RECORDS FOR THE EXERCISE:
════

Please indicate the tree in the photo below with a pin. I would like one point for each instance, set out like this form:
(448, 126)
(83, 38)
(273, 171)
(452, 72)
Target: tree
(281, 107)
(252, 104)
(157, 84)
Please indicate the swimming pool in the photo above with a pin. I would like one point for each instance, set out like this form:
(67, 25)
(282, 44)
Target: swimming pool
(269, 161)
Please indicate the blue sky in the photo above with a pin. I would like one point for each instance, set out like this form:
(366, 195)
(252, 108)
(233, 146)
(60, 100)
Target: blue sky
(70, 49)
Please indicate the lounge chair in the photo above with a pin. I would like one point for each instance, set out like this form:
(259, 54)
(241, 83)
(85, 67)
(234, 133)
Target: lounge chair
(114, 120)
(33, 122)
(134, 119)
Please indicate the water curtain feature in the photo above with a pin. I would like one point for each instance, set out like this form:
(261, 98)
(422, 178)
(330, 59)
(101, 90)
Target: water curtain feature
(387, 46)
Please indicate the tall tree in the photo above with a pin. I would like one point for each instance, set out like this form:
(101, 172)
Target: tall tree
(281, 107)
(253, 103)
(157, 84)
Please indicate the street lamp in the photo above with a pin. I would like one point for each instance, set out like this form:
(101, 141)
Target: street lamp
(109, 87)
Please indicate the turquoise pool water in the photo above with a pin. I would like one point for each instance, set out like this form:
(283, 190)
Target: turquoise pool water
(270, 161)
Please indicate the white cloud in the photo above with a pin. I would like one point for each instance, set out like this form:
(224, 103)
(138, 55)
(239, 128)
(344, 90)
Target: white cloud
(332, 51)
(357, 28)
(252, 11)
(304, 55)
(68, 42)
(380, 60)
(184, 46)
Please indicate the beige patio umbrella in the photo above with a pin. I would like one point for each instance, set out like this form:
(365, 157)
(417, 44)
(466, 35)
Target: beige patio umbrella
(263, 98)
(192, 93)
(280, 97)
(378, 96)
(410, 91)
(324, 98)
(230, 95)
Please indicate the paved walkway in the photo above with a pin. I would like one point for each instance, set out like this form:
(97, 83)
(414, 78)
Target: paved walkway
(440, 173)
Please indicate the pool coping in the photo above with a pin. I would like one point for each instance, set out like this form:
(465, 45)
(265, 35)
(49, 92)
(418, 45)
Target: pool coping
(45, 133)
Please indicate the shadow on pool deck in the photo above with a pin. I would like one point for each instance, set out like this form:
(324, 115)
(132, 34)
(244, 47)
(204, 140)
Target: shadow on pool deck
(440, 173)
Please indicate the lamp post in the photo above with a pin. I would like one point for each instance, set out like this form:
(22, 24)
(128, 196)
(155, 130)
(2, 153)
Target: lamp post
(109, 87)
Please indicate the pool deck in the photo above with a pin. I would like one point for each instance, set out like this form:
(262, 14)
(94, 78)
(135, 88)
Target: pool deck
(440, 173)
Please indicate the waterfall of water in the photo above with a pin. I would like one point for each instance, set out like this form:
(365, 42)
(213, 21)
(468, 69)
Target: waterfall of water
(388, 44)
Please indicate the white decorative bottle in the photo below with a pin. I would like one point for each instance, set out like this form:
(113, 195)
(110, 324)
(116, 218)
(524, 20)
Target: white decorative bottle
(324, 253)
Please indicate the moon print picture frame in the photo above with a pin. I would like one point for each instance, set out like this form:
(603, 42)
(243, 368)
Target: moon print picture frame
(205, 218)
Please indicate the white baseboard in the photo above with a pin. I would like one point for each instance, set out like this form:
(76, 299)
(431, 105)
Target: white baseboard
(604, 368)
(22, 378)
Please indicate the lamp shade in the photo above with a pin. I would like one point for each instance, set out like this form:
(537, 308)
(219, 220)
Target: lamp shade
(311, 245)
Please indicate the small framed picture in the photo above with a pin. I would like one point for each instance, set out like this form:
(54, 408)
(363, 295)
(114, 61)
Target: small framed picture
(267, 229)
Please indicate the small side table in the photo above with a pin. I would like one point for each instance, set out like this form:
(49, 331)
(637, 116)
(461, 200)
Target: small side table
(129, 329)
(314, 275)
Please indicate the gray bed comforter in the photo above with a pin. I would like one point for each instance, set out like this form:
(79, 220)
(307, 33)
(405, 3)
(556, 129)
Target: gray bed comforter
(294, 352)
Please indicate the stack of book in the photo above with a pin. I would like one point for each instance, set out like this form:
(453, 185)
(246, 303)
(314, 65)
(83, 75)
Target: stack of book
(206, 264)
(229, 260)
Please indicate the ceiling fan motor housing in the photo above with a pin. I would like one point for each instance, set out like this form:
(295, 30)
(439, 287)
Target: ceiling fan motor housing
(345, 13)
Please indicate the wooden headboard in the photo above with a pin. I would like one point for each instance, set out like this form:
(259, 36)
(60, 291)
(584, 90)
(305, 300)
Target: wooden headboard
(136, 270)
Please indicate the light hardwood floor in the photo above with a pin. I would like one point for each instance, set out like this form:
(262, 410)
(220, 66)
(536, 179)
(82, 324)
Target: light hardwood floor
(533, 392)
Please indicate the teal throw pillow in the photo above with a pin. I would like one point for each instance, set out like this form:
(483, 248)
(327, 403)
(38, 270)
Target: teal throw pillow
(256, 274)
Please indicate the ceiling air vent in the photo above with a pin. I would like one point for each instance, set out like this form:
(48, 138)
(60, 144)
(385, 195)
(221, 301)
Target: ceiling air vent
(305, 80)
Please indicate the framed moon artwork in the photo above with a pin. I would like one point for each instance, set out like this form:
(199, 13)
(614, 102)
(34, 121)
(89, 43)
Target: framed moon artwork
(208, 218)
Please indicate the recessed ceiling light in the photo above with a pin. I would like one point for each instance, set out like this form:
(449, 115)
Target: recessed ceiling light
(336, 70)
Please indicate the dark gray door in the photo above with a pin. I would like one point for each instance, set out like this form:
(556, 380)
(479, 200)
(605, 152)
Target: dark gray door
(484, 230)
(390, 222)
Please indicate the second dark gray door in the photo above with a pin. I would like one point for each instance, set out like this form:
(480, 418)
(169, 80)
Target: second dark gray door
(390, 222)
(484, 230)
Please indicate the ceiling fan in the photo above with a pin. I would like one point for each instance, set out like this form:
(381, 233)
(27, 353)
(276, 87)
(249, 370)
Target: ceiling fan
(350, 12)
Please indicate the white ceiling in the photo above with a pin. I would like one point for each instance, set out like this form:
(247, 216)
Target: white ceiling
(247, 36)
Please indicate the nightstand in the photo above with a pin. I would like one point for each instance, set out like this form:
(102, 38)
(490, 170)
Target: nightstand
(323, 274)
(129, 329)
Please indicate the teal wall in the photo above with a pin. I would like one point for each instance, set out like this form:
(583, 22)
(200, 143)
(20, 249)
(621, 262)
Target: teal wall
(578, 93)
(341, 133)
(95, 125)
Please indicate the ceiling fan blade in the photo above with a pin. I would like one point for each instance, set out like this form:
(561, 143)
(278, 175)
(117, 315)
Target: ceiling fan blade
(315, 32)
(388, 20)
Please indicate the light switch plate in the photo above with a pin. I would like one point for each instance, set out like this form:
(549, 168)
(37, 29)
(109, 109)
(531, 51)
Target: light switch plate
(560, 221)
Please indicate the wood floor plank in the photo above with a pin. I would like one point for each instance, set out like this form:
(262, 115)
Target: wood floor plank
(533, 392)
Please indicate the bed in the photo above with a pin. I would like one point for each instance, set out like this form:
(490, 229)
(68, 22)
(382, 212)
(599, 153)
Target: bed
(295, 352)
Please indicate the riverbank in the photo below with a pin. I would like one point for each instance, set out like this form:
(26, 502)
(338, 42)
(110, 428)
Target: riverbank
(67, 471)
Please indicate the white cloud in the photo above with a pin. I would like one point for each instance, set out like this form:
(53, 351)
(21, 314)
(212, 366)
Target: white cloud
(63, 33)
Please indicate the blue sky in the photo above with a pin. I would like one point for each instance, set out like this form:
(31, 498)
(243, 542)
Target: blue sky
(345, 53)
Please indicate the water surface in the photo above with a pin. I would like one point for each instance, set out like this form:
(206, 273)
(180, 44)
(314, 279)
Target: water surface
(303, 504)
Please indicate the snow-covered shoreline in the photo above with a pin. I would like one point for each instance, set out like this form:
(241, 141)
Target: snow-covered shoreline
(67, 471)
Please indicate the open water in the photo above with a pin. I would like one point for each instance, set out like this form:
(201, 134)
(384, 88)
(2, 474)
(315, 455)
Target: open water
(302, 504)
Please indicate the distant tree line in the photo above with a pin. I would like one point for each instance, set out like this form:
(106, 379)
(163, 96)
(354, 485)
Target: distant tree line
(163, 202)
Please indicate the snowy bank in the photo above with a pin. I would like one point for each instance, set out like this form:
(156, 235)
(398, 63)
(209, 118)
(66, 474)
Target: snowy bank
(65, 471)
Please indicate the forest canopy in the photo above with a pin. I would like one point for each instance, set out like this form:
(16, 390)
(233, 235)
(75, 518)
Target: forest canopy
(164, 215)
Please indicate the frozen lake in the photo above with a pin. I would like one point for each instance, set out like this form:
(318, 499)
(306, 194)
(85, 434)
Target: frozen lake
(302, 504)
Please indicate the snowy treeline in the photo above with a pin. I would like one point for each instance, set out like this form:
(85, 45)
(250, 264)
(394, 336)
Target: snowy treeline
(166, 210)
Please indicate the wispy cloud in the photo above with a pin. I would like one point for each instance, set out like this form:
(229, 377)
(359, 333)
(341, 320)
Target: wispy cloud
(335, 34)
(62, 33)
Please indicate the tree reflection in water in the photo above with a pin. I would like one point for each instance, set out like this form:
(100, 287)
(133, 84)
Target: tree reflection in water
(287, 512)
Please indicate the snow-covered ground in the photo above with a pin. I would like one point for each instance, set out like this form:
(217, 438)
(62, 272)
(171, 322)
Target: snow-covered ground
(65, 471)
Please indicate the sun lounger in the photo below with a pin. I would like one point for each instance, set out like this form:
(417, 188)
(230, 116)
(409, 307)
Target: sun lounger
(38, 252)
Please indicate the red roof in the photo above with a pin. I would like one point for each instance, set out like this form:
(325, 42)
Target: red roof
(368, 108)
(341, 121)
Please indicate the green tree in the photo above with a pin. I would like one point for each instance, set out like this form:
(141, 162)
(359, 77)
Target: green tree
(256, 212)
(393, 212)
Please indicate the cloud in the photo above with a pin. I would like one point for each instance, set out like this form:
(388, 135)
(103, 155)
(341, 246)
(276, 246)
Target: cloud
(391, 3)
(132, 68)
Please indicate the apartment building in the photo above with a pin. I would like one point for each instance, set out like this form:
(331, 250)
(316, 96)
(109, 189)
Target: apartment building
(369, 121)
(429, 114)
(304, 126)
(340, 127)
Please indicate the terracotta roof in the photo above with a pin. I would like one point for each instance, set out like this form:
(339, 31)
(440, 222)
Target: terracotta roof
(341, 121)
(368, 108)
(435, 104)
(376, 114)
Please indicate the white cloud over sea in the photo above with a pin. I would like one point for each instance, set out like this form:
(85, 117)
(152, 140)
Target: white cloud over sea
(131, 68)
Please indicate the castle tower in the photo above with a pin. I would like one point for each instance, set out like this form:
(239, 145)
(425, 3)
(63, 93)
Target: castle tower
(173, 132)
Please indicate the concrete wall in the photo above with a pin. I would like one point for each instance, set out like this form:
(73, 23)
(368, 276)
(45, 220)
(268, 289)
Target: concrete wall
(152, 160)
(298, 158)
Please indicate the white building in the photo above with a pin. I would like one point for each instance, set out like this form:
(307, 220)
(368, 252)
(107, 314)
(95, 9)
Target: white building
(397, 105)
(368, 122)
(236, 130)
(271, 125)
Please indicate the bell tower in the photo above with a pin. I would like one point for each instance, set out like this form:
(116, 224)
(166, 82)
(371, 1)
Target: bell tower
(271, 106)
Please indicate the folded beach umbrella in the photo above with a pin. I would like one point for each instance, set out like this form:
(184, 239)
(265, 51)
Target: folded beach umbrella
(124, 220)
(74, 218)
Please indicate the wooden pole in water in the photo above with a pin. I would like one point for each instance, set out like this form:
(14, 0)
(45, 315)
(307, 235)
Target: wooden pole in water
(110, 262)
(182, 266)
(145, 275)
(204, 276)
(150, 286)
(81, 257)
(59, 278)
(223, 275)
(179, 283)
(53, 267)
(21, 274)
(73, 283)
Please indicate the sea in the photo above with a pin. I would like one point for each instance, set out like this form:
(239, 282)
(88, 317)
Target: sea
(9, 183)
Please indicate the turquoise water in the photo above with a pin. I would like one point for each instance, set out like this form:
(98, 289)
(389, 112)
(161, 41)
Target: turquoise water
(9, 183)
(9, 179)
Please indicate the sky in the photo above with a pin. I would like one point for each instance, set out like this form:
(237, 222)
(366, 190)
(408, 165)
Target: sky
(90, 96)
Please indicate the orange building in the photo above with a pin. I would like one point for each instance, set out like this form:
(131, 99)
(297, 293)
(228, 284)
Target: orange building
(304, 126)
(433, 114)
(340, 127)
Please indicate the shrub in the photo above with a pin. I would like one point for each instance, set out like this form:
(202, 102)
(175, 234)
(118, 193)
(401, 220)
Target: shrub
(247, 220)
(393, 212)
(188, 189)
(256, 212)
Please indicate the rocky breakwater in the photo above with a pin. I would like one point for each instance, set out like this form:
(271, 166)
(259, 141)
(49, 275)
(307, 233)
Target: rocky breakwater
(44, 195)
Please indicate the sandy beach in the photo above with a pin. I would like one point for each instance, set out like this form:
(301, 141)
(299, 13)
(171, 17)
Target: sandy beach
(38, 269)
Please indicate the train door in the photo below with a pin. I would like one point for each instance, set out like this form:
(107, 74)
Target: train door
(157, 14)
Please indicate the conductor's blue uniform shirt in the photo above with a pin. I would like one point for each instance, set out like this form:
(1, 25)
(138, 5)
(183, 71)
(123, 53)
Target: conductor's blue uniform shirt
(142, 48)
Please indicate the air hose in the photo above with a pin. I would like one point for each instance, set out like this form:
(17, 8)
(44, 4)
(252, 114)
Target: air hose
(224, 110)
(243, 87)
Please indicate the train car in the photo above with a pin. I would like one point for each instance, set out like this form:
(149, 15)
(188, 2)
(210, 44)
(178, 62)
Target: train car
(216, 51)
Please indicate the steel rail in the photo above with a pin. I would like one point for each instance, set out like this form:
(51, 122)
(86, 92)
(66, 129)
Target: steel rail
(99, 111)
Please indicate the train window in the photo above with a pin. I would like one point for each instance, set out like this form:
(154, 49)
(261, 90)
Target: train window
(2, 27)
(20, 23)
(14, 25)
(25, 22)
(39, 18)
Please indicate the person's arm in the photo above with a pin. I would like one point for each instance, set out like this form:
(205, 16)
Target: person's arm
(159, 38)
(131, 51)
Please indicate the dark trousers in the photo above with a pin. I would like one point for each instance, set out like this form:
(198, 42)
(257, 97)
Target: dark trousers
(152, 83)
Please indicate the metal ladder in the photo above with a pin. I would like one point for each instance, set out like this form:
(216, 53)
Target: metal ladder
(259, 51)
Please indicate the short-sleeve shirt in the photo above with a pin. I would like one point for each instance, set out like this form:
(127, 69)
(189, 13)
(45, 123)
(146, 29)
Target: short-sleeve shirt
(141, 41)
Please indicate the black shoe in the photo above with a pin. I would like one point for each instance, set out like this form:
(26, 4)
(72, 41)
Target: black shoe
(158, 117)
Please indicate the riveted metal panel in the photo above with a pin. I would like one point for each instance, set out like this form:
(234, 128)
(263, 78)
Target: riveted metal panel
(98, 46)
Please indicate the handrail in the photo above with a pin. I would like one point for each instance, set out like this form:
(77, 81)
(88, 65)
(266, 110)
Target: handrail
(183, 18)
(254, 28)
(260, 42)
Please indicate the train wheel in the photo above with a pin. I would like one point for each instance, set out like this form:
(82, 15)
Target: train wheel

════

TASK OBJECTIVE:
Which lines in the records contain the word "wheel"? Copy each one.

OUTPUT FOR THIS EXERCISE:
Please indicate the train wheel in the photo above with a pin. I would like one point for each instance, set out like this form:
Target: train wheel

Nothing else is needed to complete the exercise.